ФРАГМЕНТ ДОКУМЕНТА:
Но подобное негативное определение через отсылку к тому, чем фильмы Аррьета упорно не становятся – криминальными и(ли) любовными историями маргиналов, документальным портретом жизни парижского андеграунда – необходимо дополнить позитивной характеристикой. Фильмы Аррьета, отказываясь говорить со зрителем на привычном ему языке, дают себя видеть по ту сторону конвенциальных способов восприятия, чтобы вернуть эффект удовольствия от опыта вúдения как такового. Непритязательность, кустарность технических решений словно подчёркивает – не это важно в «самом главном из искусств». Бьетт продолжает свою характеристику словами, что картины Аррьета таят в себе «богатство взглядов, жестов, фраз – бессмысленных и нелепых», тем самым отменяя коммуникативную функцию образа. Аналогично тому, как герой Хавьера Грандеса в начале фильма «Интриги Сильвии Куски» просто сидит на скамейке и его положение выражает совершенное безразличие к непосредственной «интриге» картины, так же все прочие фильмы режиссёра высвобождают кадр, жест, сцену от подчинения повествовательной логике. Персонажи этих фильмов общаются не для того, чтобы что-то сказать. Столь же не мотивирована закадровая речь уже в дебютном «Преступлении волчка», которая никак себя не соотносит с визуальным потоком образов повседневности, шумом мадридских улиц. В этом Аррьета предельно близок формату видеоэссе, но для него он недостаточно серьёзен.

 

Кадр из фильма «Интриги Сильвии Куски» Адольфо Аррьета

 

Фильмы Аррьета – это реализация средствами кино взгляда фланёра, который блуждает по блошиному рынку, но его взгляд не сосредотачивается ни на чем конкретном. Чтобы придать сцене некоторую определённость режиссёр даёт знать о своих предпочтениях в мире искусства и кино. Так Аррьета предпочитает оставлять слабые намёки (никогда не прямые цитаты!) на работы иных режиссёров. Например, вторжение внешнего и неожиданного акта насилия в буржуазный уклад семьи в «Подражании ангелу» лишь пунктирной линией отсылает к «Ангелу-истребителю» Луиса Бунюэля. Аррьета не цитирует, но видит свои фильмы сквозь призму некогда ранее увиденных образов – в равной мере кинематографических и живописных (он начинал в Испании как художник, но страсть к кино взяла верх).

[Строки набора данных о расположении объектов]
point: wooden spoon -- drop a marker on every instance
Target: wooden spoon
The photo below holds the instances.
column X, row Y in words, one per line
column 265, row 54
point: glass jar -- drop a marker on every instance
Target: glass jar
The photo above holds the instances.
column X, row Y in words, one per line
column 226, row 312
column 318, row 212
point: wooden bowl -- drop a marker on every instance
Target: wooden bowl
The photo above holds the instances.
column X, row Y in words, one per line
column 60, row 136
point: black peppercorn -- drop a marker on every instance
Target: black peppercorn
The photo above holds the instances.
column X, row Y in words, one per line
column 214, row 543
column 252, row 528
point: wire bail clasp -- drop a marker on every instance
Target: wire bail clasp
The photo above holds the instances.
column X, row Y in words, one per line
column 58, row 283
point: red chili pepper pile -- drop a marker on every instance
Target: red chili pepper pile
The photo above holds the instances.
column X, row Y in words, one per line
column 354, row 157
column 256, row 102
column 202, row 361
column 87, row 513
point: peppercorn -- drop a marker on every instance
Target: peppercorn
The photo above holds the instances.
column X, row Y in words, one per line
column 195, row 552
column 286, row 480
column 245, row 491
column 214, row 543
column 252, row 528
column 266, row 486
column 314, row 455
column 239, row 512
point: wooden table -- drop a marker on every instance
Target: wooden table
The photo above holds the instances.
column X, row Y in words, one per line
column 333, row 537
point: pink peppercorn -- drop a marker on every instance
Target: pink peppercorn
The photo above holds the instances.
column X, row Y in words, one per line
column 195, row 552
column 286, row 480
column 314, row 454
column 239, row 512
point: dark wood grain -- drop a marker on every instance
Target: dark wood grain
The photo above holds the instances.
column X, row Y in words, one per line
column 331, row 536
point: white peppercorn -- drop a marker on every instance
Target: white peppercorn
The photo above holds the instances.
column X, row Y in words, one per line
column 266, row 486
* * *
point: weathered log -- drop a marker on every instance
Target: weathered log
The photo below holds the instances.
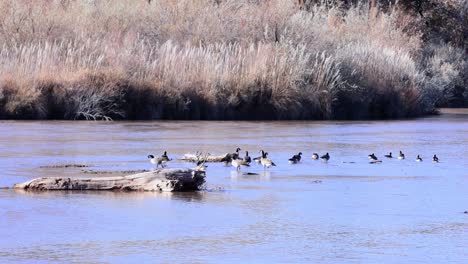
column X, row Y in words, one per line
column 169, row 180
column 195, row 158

УСЛОВИЕ ЗАДАНИЯ 1:
В каком фильме Аррьета, согласно фрагменту о его фильмах, вторжение насилия в буржуазный уклад семьи отсылает к «Ангелу-истребителю» Луиса Бунюэля?
УСЛОВИЕ ЗАДАНИЯ 2:
Определите, согласуются ли с фрагментом о фильмах Аррьета следующие утверждения, и подтвердите каждый ответ дословной цитатой.
(a) Аррьета охотно использует прямые цитаты из работ других режиссёров.
(b) Закадровая речь в «Преступлении волчка» не соотносится с визуальным потоком образов.
(c) В начале фильма «Интриги Сильвии Куски» герой Хавьера Грандеса сидит на скамейке.
УСЛОВИЕ ЗАДАНИЯ 3:
Назовите все фильмы самого Аррьета, упомянутые во фрагменте о его фильмах.
Отвечайте, опираясь только на фрагмент о фильмах Аррьета.

ПРАВИЛЬНЫЙ ОТВЕТ 1:
В «Подражании ангелу».

ПРАВИЛЬНЫЙ ОТВЕТ 2:
(a) Нет: «оставлять слабые намёки (никогда не прямые цитаты!)».
(b) Да: «которая никак себя не соотносит с визуальным потоком образов повседневности».
(c) Да: «просто сидит на скамейке».

ПРАВИЛЬНЫЙ ОТВЕТ 3:
«Интриги Сильвии Куски», «Преступление волчка», «Подражание ангелу».